Data extract:
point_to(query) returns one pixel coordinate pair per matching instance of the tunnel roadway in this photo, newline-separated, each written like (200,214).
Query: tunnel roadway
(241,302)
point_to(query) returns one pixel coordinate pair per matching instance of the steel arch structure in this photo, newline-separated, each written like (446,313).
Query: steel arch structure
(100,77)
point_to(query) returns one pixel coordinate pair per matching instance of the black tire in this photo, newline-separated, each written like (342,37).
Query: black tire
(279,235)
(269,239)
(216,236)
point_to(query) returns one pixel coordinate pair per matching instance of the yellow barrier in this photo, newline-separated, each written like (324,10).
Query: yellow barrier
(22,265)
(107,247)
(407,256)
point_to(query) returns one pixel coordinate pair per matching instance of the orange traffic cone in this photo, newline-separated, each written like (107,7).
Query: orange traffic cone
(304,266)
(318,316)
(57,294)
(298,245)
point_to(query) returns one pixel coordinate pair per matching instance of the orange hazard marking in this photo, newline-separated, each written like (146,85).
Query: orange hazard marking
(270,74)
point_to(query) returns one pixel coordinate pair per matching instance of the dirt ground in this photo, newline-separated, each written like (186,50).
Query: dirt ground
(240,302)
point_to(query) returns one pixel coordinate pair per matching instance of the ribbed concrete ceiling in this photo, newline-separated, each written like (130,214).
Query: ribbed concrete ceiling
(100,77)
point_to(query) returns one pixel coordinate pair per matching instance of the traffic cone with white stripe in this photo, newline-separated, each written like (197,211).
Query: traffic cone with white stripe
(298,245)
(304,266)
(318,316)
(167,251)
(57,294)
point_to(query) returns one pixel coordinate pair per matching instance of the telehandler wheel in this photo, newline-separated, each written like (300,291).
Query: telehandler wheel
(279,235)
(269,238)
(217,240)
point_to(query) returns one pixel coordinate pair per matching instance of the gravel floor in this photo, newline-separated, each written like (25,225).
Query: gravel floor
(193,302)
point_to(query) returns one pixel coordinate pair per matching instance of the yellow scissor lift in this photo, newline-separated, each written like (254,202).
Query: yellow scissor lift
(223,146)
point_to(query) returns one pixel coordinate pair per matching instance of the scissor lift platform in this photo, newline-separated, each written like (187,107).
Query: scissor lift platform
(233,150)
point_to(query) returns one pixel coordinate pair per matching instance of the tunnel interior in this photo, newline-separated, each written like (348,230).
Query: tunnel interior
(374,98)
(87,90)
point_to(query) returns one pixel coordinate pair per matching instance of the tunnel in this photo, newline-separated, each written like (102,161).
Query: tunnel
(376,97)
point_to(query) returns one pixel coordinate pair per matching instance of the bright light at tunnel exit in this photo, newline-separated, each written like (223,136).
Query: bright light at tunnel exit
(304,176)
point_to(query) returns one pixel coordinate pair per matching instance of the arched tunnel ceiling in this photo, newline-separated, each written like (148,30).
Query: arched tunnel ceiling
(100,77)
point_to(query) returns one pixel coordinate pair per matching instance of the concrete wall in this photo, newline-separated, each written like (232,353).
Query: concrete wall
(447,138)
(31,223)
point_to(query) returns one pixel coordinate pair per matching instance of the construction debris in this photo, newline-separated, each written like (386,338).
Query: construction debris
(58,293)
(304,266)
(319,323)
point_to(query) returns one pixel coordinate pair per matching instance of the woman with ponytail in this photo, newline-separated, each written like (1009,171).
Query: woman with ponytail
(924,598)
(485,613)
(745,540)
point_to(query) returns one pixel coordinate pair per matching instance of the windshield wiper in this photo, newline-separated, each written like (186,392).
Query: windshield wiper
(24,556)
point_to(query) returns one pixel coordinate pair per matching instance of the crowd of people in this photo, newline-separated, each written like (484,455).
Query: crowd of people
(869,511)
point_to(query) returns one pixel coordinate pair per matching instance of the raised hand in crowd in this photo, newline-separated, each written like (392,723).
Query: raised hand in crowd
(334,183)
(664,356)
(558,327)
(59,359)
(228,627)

Stated exercise: Arrange all of the material above as a JSON list of strings, with one string per line and any blank lines left out.

Expected answer:
[
  "point_to(query) returns one pixel coordinate pair per matching instance of the tunnel roadway in this photo, newline-separated, each written like (200,214).",
  "Query: tunnel roadway",
  "(241,302)",
  "point_to(query) returns one pixel coordinate pair per matching instance of the steel arch structure in this photo, newline-separated, each written like (446,313).",
  "Query: steel arch structure",
  "(100,77)",
  "point_to(query) returns one pixel coordinate pair per matching instance of the black tire in this photo, newline-separated, each written like (342,37).",
  "Query: black tire",
  "(279,235)",
  "(269,239)",
  "(216,236)",
  "point_to(query) returns one pixel coordinate pair per matching instance of the yellow barrier in this photo, newline-separated, each written like (324,10).",
  "Query: yellow barrier",
  "(22,265)",
  "(107,247)",
  "(407,256)",
  "point_to(query) returns one pixel coordinate pair per matching instance of the orange traffic cone in this photo, newline-separated, each written like (107,7).",
  "Query: orange traffic cone",
  "(304,266)",
  "(318,316)",
  "(57,294)",
  "(298,245)",
  "point_to(query) returns one pixel coordinate pair per matching instance of the orange hazard marking in this photo, newline-separated, each written like (146,85).",
  "Query: orange hazard marking",
  "(270,74)",
  "point_to(query) returns one pixel coordinate pair per matching instance of the dirt ground in this photo, newline-separated, each written like (186,50).",
  "Query: dirt ground",
  "(240,302)",
  "point_to(query) returns one pixel coordinate pair per matching instance of the ribbed concrete ceiling in this photo, newline-separated, each written like (130,214).",
  "Query: ribbed concrete ceiling",
  "(100,77)",
  "point_to(query) returns one pixel coordinate pair per matching instance of the traffic cone with white stripe in this photo, newline-separated, each written like (197,211).",
  "Query: traffic cone with white stripe",
  "(298,245)",
  "(304,266)",
  "(318,316)",
  "(167,251)",
  "(57,294)",
  "point_to(query) returns one pixel coordinate pair per matching instance of the telehandler wheel in this photo, newline-separated, each written like (300,291).",
  "Query: telehandler wheel",
  "(279,235)",
  "(269,238)",
  "(217,240)",
  "point_to(query) returns one pixel coordinate pair per matching instance of the gravel floor in this photo, newline-separated, each written like (25,225).",
  "Query: gravel floor",
  "(193,302)",
  "point_to(query) returns one pixel coordinate pair per matching instance of the yellow scissor lift in this photo, newline-separated, each written like (254,202).",
  "Query: yellow scissor lift",
  "(223,146)",
  "point_to(query) returns one pixel coordinate pair per matching instance of the scissor lift platform in this photo, newline-separated, each written like (187,107).",
  "Query: scissor lift platform",
  "(233,150)",
  "point_to(query) returns one pixel coordinate pair per matching instance of the tunnel interior in this photo, newline-separated, each written like (348,230).",
  "Query: tunnel interior",
  "(374,98)",
  "(87,90)",
  "point_to(query) returns one pixel coordinate pair per matching instance of the tunnel in this photo, newline-separated, each written like (102,161).",
  "Query: tunnel",
  "(376,97)",
  "point_to(query) returns one pixel coordinate pair per matching instance of the bright light at tunnel exit in this photo, newline-separated, each written like (223,136).",
  "Query: bright light at tunnel exit",
  "(304,176)",
  "point_to(query) returns one pixel coordinate pair per matching instance of the arched tunnel ceiling in this photo, newline-separated, each written like (148,30).",
  "Query: arched tunnel ceiling",
  "(100,77)",
  "point_to(query) returns one pixel coordinate pair per matching instance of the concrete wall in this photo, newline-separated, each written like (232,353).",
  "Query: concrete wall",
  "(447,138)",
  "(31,223)",
  "point_to(query) returns one pixel coordinate pair per matching instance of the construction debris in this photo, newline-separated, each written like (386,338).",
  "Query: construction debris",
  "(58,293)",
  "(304,266)",
  "(319,323)",
  "point_to(query) returns one pixel coordinate pair per matching instance of the woman with ponytail in this photo, newline-separated, each written like (1009,171).",
  "Query: woman with ponytail",
  "(924,598)",
  "(485,613)",
  "(745,540)",
  "point_to(query) returns one pixel coordinate pair per matching instance of the windshield wiper in this photo, newline-separated, each written like (186,392).",
  "Query: windshield wiper",
  "(24,556)",
  "point_to(query) returns one pixel coordinate pair per matching instance of the crowd of people in this photo, newline-separated, each written like (484,455).",
  "Query: crowd of people",
  "(869,511)",
  "point_to(query) returns one pixel coordinate pair per matching instance of the raised hand in crowd in this photo, newline-separated, each written like (392,723).",
  "Query: raised hand in crowd",
  "(334,183)",
  "(664,356)",
  "(558,327)",
  "(59,359)",
  "(228,627)"
]